_Task to carry out_:
Would you extract the whole listing below and retype it exactly?

_Dataset_:

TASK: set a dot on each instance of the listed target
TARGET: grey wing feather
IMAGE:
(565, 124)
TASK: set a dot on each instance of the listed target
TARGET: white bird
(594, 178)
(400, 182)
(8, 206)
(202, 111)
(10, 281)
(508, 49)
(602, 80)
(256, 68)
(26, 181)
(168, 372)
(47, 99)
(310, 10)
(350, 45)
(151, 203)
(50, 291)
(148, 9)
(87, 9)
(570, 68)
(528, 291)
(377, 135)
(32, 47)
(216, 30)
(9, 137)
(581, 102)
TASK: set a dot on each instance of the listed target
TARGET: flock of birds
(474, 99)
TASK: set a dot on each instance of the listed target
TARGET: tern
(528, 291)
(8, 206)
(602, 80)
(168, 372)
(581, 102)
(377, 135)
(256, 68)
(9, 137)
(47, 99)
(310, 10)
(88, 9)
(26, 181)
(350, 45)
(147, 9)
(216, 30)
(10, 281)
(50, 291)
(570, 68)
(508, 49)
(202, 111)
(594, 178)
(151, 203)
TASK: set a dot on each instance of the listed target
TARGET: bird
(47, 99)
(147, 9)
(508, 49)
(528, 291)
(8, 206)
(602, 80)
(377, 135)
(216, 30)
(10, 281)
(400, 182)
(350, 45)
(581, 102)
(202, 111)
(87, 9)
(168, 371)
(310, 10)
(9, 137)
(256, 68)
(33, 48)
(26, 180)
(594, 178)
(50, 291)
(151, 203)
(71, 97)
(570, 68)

_Answer box_:
TASK: set a dot on each instance of the listed target
TARGET: grey wing feather
IMAGE:
(565, 124)
TASK: set a dot on each instance of the listed target
TARGET: white bird
(594, 178)
(400, 182)
(8, 206)
(202, 111)
(10, 281)
(508, 49)
(602, 80)
(256, 68)
(26, 181)
(168, 372)
(47, 99)
(310, 10)
(350, 45)
(151, 203)
(50, 291)
(148, 9)
(87, 9)
(570, 68)
(528, 291)
(377, 135)
(32, 47)
(216, 30)
(9, 137)
(581, 102)
TASK: set a dot on each instance of the listed target
TARGET: flock of birds
(474, 99)
TASK: set a dot on each instance of the listed target
TARGET: tern
(528, 291)
(8, 206)
(602, 80)
(168, 372)
(581, 102)
(377, 135)
(256, 68)
(9, 137)
(47, 99)
(310, 10)
(88, 9)
(26, 181)
(350, 45)
(147, 9)
(216, 30)
(10, 281)
(50, 291)
(570, 68)
(508, 49)
(202, 111)
(594, 178)
(151, 203)
TASK: set a dot on each instance of the listed target
TARGET: bird
(47, 99)
(147, 9)
(508, 49)
(528, 291)
(8, 206)
(602, 80)
(377, 135)
(216, 30)
(10, 281)
(400, 182)
(350, 45)
(581, 102)
(202, 111)
(87, 9)
(168, 371)
(310, 10)
(9, 137)
(256, 68)
(33, 48)
(26, 180)
(594, 178)
(50, 291)
(151, 203)
(71, 97)
(570, 68)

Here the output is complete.